--- EXERCISE TEXT Enclosed Below ---
I wonder how long it will take until public press will admit that the autonomous driving hype was just that, a hype to generate investor money. We aren't there yet, it was obvious already a few years ago when google and tesla began to push the media.
This is surprising to me as well. I have seen first-hand how tedious it can be to find reliable truck drivers, particularly in the Midwest. I am eager to see how this industry shifts in the next couple decades.
> Article didn’t actually say why they’re shutting it down.
It did. They want to consolidate limited development resources, and flesh out the tech in the easier car segment before then applying it to the superset truck segment.
Instead of fully automatic it would be good if they could be remotely operated for a short period of time, this would give the driver a chance to check their; phone, paper work, pee in a bottle.
I think they should focus on just one segment at a time and this is a good decision by them.
--- End of Enclosed EXERCISE TEXT ---
--- THE DATA Enclosed Below ---
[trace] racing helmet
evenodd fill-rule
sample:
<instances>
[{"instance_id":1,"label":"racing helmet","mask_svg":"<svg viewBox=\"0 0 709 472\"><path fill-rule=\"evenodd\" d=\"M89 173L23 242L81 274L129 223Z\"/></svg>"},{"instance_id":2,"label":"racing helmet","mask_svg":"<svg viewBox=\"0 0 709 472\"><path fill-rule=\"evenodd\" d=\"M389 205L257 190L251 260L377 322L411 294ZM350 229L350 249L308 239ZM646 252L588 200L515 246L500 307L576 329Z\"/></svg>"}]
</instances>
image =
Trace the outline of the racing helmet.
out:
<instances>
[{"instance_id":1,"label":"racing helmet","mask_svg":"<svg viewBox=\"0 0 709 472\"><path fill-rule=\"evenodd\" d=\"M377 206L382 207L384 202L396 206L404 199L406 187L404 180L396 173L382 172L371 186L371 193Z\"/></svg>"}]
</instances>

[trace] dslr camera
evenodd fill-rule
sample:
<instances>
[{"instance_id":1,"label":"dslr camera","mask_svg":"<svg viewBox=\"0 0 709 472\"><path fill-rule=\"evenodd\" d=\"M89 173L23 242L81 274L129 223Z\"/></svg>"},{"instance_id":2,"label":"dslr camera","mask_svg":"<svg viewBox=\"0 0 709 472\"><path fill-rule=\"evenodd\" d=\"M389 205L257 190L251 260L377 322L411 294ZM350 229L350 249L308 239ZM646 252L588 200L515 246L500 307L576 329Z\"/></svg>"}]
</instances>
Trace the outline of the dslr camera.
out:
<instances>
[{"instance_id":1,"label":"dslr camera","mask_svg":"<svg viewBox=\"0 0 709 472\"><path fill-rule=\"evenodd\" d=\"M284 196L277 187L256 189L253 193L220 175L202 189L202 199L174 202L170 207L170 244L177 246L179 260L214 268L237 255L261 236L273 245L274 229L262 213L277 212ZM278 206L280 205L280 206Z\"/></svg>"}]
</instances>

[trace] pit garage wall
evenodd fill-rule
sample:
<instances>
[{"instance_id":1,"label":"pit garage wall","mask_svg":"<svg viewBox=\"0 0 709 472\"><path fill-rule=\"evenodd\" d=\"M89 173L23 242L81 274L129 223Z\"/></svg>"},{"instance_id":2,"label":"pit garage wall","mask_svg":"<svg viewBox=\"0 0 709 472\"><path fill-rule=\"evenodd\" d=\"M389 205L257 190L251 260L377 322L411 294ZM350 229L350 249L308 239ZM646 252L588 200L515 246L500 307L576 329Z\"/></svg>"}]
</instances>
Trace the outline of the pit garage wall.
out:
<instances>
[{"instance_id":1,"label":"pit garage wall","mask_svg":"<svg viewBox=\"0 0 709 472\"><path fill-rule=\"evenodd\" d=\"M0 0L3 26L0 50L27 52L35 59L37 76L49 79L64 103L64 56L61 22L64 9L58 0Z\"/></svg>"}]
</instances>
--- End of Enclosed THE DATA ---
*WHAT IS NEEDED*.
Reproduce word for word the stretch of the comments on autonomous trucks from "I wonder how" through "in a bottle.". These entries were taken from a separate source.

*RESULT OF THE EXERCISE*.
I wonder how long it will take until public press will admit that the autonomous driving hype was just that, a hype to generate investor money. We aren't there yet, it was obvious already a few years ago when google and tesla began to push the media.
This is surprising to me as well. I have seen first-hand how tedious it can be to find reliable truck drivers, particularly in the Midwest. I am eager to see how this industry shifts in the next couple decades.
> Article didn’t actually say why they’re shutting it down.
It did. They want to consolidate limited development resources, and flesh out the tech in the easier car segment before then applying it to the superset truck segment.
Instead of fully automatic it would be good if they could be remotely operated for a short period of time, this would give the driver a chance to check their; phone, paper work, pee in a bottle.